**TASK REQUIREMENTS**.
Can you continue the abstract on polyaniline and carbon nanotube thermoelectric composites from the point where it stops?

**EXTRACT PROVIDED**.
------

Background: The impending energy crisis and increasing environmental pollution have prompted researchers to look for new functional materials to efficiently address these issues. In this context the useful properties of thermoelectric materials can be harvested to tackle the aforementioned issues. Based on the synergistic interplay of properties of carbon nanotubes and conducting polymers (in particular polyaniline) their nanocomposite can be utilized efficiently to replace the conventional inorganic thermoelectric materials.

Method: Multiwall carbon nanotubes (CNTs) were subjected to acid refluxing to form functionalized CNTs (FCNTs) with carboxylic functionality and improved dispersibility in solvents. Subsequently, FCNTs filled polyaniline (PANI) matrix based composite (PFCNT) is formed and its thermoelectric (TE) performance is evaluated.

------

**DATA LINES**.
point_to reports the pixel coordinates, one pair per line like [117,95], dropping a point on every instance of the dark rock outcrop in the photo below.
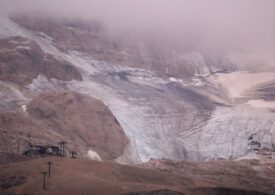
[22,60]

------

**FINAL RESULT**.
Results: The electron microscopy images provide the visual evidence of dispersion of FCNTs inside PANI matrix and formation of heterojunctions. The FCNT composite displays optimum electrical conductivity & Seebeck coefficient which in combination with low thermal conductivity facilitates the realization of moderate yet promising value of TE figure of merit (i.e. ZT value) reaching ~0.001 at room temperature.

Conclusion: We have successfully functionalized CNTs (FCNTs) and synthesized FCNTs/PANI composites (PFCNT) by wet phase physical mixing of the phases. The heterostructure formation between FCNTs and PANI enables the PFCNT composite to exhibit a promising value of TE figure of merit (ZT~0.001) at room temperature.

Keywords: Carbon nanotubes, polyaniline, thermoelectric materials, seebeck coefficient, electrical conductivity, thermal conductivity, figure of merit (ZT).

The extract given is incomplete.